> Given entries
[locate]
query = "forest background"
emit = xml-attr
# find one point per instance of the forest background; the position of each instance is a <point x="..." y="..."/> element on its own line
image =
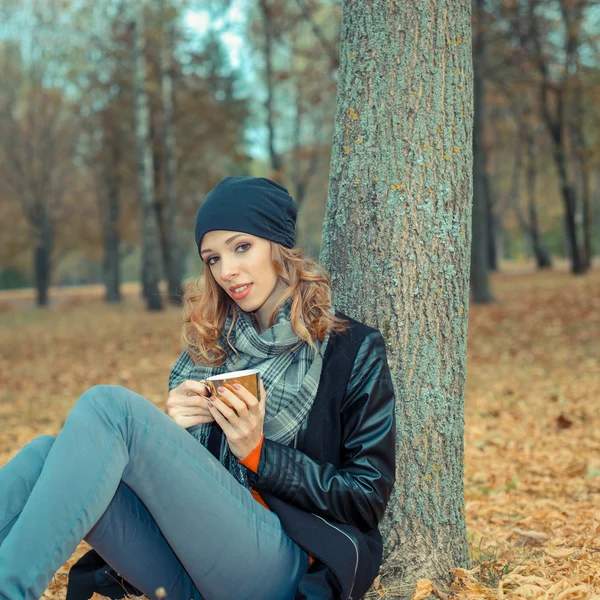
<point x="250" y="88"/>
<point x="114" y="123"/>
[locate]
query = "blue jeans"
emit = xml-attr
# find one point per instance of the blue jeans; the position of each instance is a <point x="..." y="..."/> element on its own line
<point x="149" y="498"/>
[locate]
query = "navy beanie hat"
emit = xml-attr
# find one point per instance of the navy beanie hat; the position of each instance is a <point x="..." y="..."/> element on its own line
<point x="254" y="205"/>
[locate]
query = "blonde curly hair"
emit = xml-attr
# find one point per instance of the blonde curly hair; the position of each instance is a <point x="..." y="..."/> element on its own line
<point x="206" y="306"/>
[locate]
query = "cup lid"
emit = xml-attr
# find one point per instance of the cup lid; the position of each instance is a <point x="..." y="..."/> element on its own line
<point x="233" y="374"/>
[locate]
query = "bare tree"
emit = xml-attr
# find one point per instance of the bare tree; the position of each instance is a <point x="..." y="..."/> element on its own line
<point x="173" y="265"/>
<point x="150" y="260"/>
<point x="37" y="141"/>
<point x="553" y="93"/>
<point x="480" y="287"/>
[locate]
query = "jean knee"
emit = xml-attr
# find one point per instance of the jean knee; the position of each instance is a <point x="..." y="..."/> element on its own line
<point x="41" y="445"/>
<point x="105" y="398"/>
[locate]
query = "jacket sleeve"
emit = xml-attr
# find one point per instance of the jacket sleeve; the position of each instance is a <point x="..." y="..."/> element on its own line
<point x="356" y="493"/>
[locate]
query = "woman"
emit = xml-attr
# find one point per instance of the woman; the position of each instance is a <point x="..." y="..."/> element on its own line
<point x="282" y="496"/>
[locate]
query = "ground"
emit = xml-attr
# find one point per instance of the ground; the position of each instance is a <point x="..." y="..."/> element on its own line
<point x="532" y="440"/>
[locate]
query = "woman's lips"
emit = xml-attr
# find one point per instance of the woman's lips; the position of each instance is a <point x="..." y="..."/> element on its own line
<point x="240" y="295"/>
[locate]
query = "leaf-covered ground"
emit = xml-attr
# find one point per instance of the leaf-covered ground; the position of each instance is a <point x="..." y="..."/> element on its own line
<point x="532" y="437"/>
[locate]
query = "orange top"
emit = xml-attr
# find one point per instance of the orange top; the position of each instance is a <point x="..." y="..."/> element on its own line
<point x="251" y="462"/>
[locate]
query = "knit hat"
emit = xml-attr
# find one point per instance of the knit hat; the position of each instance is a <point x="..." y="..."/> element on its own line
<point x="254" y="205"/>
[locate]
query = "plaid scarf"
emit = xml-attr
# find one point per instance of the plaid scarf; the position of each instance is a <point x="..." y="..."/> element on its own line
<point x="288" y="367"/>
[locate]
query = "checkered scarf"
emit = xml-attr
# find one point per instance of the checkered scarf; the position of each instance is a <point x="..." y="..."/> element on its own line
<point x="288" y="367"/>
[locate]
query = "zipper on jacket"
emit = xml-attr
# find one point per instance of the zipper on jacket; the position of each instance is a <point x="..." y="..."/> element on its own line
<point x="353" y="543"/>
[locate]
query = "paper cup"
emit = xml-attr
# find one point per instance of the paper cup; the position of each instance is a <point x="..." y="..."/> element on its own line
<point x="248" y="379"/>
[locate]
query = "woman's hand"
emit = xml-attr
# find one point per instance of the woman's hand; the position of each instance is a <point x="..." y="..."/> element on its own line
<point x="243" y="427"/>
<point x="187" y="404"/>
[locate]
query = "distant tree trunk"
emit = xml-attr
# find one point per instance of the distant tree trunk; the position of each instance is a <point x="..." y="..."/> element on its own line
<point x="541" y="254"/>
<point x="597" y="212"/>
<point x="480" y="288"/>
<point x="150" y="259"/>
<point x="42" y="258"/>
<point x="110" y="227"/>
<point x="555" y="125"/>
<point x="396" y="242"/>
<point x="173" y="271"/>
<point x="276" y="164"/>
<point x="491" y="223"/>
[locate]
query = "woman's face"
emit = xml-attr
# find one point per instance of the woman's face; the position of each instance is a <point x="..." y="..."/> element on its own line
<point x="241" y="264"/>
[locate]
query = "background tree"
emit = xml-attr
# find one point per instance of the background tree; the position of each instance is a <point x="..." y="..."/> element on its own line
<point x="150" y="262"/>
<point x="396" y="241"/>
<point x="37" y="138"/>
<point x="482" y="214"/>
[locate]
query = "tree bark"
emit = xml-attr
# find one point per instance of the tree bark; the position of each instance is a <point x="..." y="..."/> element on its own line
<point x="396" y="242"/>
<point x="480" y="287"/>
<point x="150" y="259"/>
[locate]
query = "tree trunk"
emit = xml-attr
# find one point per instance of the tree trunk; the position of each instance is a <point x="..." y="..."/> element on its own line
<point x="42" y="257"/>
<point x="276" y="165"/>
<point x="150" y="258"/>
<point x="111" y="235"/>
<point x="166" y="63"/>
<point x="480" y="287"/>
<point x="396" y="242"/>
<point x="541" y="254"/>
<point x="555" y="125"/>
<point x="490" y="221"/>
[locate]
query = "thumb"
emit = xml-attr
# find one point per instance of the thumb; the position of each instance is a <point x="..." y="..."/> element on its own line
<point x="263" y="393"/>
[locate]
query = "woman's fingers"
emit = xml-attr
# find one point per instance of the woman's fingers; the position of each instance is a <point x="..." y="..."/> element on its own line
<point x="234" y="400"/>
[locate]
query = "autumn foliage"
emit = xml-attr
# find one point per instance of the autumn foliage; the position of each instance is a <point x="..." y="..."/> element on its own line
<point x="532" y="441"/>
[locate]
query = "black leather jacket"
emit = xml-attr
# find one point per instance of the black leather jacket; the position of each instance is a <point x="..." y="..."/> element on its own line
<point x="330" y="491"/>
<point x="331" y="487"/>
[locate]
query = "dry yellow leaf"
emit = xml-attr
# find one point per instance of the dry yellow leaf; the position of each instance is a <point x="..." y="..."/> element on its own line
<point x="536" y="535"/>
<point x="559" y="552"/>
<point x="423" y="589"/>
<point x="529" y="591"/>
<point x="579" y="592"/>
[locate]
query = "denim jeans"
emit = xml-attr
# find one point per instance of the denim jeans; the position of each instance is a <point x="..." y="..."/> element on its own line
<point x="149" y="498"/>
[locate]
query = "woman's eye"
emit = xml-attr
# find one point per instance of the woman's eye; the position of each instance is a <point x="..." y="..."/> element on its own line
<point x="245" y="246"/>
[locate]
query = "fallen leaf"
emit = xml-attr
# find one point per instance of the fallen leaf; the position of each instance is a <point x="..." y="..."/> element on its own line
<point x="559" y="552"/>
<point x="423" y="589"/>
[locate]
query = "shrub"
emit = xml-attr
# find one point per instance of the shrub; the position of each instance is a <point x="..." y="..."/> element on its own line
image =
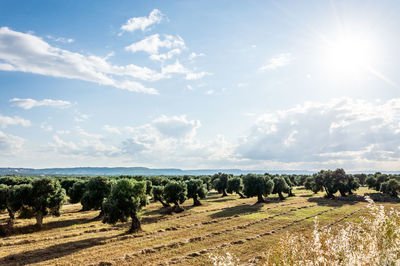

> Task description
Identify every line in the data above that contains the word "distant", matching case exactly, and copy each of those lines in full.

> Completed exercise
query = "distant tree trunk"
# find one point per instance of the distant tree trunk; the position of each instance is a <point x="..." y="..."/> element on its own line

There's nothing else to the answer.